### What is required
Quote the data below word for word, keeping every line intact and in its original order.

===

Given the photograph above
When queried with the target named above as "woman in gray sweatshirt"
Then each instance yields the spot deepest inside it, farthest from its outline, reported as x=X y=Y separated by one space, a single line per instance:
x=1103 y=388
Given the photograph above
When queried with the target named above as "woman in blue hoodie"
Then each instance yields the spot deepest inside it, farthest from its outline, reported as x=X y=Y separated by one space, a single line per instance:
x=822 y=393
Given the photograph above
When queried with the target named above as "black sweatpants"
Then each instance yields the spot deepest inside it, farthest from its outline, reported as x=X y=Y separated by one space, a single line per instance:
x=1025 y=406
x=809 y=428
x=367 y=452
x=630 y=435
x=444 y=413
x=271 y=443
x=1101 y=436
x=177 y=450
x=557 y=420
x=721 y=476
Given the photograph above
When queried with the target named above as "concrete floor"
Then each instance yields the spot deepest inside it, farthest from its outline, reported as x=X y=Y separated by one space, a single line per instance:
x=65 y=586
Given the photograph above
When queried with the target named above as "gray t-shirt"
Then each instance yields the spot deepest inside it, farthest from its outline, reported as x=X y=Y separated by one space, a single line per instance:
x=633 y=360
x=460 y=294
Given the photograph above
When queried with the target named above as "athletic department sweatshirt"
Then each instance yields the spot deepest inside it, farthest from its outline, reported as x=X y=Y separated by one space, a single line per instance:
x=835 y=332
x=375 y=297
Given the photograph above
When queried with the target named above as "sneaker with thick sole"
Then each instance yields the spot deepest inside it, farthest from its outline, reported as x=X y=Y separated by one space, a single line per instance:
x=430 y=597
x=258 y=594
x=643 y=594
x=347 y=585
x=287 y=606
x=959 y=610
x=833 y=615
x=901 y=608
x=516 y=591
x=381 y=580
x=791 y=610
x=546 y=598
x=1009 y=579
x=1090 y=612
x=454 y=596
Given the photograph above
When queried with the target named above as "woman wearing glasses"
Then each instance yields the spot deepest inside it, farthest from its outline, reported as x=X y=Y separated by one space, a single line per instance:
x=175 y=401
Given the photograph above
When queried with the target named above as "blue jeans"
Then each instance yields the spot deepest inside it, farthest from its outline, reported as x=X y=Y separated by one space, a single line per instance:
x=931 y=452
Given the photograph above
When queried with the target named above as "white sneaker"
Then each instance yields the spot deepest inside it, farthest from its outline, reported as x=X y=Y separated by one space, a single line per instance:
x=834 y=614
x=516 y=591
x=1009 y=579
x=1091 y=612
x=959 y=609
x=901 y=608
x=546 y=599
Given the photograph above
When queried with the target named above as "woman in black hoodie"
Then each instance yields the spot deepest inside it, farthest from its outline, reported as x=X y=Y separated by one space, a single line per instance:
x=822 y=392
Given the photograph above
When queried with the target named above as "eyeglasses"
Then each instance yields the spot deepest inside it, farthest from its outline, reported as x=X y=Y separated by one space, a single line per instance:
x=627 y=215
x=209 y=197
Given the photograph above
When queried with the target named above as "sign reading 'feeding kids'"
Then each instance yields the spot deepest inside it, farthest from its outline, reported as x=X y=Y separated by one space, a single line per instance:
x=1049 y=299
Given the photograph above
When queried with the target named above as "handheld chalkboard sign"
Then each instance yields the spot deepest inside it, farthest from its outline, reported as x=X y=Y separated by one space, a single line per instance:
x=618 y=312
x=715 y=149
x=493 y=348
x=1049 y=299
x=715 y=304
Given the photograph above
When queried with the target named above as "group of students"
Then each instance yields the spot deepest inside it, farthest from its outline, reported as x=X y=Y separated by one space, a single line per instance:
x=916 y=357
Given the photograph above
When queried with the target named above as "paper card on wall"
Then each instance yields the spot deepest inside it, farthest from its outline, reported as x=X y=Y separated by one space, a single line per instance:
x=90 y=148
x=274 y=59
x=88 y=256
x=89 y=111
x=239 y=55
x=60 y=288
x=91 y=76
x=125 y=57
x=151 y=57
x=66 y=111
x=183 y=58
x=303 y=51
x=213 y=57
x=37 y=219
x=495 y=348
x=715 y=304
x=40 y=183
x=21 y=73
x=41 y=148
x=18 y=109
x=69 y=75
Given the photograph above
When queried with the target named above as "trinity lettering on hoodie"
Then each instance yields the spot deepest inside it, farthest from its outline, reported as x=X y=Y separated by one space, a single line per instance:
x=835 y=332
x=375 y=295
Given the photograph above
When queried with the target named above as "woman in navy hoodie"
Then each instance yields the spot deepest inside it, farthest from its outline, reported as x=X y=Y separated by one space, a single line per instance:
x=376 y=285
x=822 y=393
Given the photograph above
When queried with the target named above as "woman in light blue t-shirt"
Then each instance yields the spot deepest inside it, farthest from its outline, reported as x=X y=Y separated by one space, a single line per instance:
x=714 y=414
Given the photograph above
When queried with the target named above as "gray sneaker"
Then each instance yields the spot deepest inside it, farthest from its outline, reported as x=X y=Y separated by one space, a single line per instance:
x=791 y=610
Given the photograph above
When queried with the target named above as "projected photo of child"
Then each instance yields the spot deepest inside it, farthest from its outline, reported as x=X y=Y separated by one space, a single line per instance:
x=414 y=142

===

### Answer
Given the photograph above
When queried with the target named above as "woman in gray sweatshirt"
Then each instance yields the spot deepest inside it, farthest from its outline, reported as x=X y=Y separated by one space, a single line per instance:
x=1103 y=388
Given the photograph above
When queried with the target named above as "woman in blue hoodie"
Then each instance yields the spot deepest inside it, farthest from its outline, reported as x=X y=Y separated by one space, a single line per instance:
x=822 y=393
Given the photograph above
When queried with the target named above as "black sweatpants"
Then each instance yields the spot deepest inside it, farthest from its outline, reported as x=X y=Y separated by one space, a single line per instance:
x=1025 y=406
x=809 y=428
x=367 y=452
x=630 y=435
x=444 y=413
x=271 y=443
x=1101 y=436
x=177 y=450
x=557 y=420
x=721 y=476
Given the photograph above
When queried with the target named above as "concrete floor"
Then each instance yields the spot deepest inside it, farthest from its outline, reported as x=X y=Y separated by one space, a single line per instance:
x=65 y=586
Given the photograph above
When queried with the target named above as "gray t-shirt"
Then each instance yields the spot deepest inside it, farthest from its outline, reported as x=X y=Y separated by one space, a single line per instance:
x=633 y=360
x=460 y=294
Given the photograph above
When queried with the target named above as "athletic department sweatshirt"
Then each instance yields the spot deepest inside it, farthest from its outline, reported as x=X y=Y separated by one space, a single line per instance:
x=835 y=332
x=375 y=297
Given the photograph above
When queried with the target named above as "sneaker with thick sole"
Then each instance yields the spot deepest inside it, farthest from its outline, reported as x=X y=Y separated by one space, a single line per instance:
x=430 y=597
x=258 y=594
x=643 y=594
x=347 y=585
x=287 y=606
x=959 y=610
x=833 y=615
x=901 y=608
x=516 y=591
x=381 y=580
x=791 y=610
x=546 y=598
x=1009 y=579
x=1090 y=612
x=454 y=596
Given the photograph above
When queried with the target named above as "woman wearing glasses"
Then each instance yields the spot deepest inside it, farthest from its outline, reported as x=X y=Y separated by one space, a single line per instance:
x=175 y=401
Given the photograph above
When queried with the target named above as "blue jeans"
Then each instance yields the spot deepest inside it, farthest from its outline, reported as x=X y=Y separated by one space, a single line per instance:
x=931 y=452
Given the photograph above
When queried with the target named above as "white sneaker"
Then each instance yields the spot deepest inside it, farthest from its outline, reported as x=X y=Y separated by one space, a single line per instance:
x=834 y=614
x=516 y=591
x=1009 y=579
x=1091 y=612
x=959 y=609
x=901 y=608
x=546 y=599
Given the photograph above
When queried with the target named above as "woman in black hoodie"
Then each instance yields the spot deepest inside it, farthest from its outline, reported as x=X y=Y separated by one space, a single line per instance:
x=822 y=392
Given the photograph above
When queried with the target named above as "eyeglasses"
Then each instance yields the spot deepest inside it, farthest from its outline, reported as x=X y=Y separated by one space, a single line per instance:
x=627 y=215
x=209 y=197
Given the photograph above
When queried with the target named above as "sign reading 'feeding kids'"
Then each instance yields the spot deepest inside it, farthest from its outline, reported as x=X y=Y separated by one space, a single line per instance:
x=1049 y=299
Given the photograph above
When queried with the target named above as "handheld chalkboard sign"
Then each instance yields the spot deepest inside it, farthest from its outline, reported as x=X y=Y separated by one space, a single line per instance:
x=618 y=312
x=715 y=149
x=493 y=348
x=1049 y=299
x=715 y=304
Given the photograph above
When queried with the target named above as "group of students"
Then each instance yields the spot deepest inside it, farthest from its outline, reported as x=X y=Y separated by one space, a single line per instance:
x=916 y=357
Given the photograph above
When queried with the target named above as "paper card on wall"
Then each instance yields the spot deepest inside it, farthest from its outline, reported as x=X y=Y separated by one space, a single line per instance:
x=90 y=148
x=274 y=59
x=88 y=256
x=89 y=111
x=239 y=55
x=60 y=288
x=91 y=76
x=125 y=57
x=151 y=57
x=66 y=111
x=183 y=58
x=303 y=51
x=213 y=57
x=37 y=219
x=495 y=348
x=715 y=304
x=40 y=183
x=21 y=73
x=41 y=148
x=18 y=109
x=69 y=75
Given the photograph above
When queried with the target named above as "trinity lettering on hoodie"
Then each instance yields the spot deepest inside it, farthest from its outline, reported as x=X y=Y separated by one space, a single line per instance:
x=835 y=332
x=375 y=295
Given the photograph above
When queried with the target named above as "woman in navy hoodie"
Then each instance yields the spot deepest inside it, farthest from its outline, reported as x=X y=Y separated by one space, a single line per instance:
x=376 y=285
x=822 y=393
Given the photograph above
When queried with the target named above as "woman in light blue t-shirt"
Then each instance yields the spot deepest inside it, farthest from its outline, reported as x=X y=Y separated by one space, a single line per instance:
x=714 y=414
Given the photograph above
When queried with the target named above as "gray sneaker"
Then each instance yields the spot deepest inside it, farthest from its outline, reported as x=X y=Y separated by one space, a single line per instance:
x=791 y=610
Given the photograph above
When queried with the target named above as "projected photo of child"
Then each instance yields the spot deepest inside it, farthest from its outline, reported as x=X y=Y separated by one space, a single line per instance:
x=414 y=142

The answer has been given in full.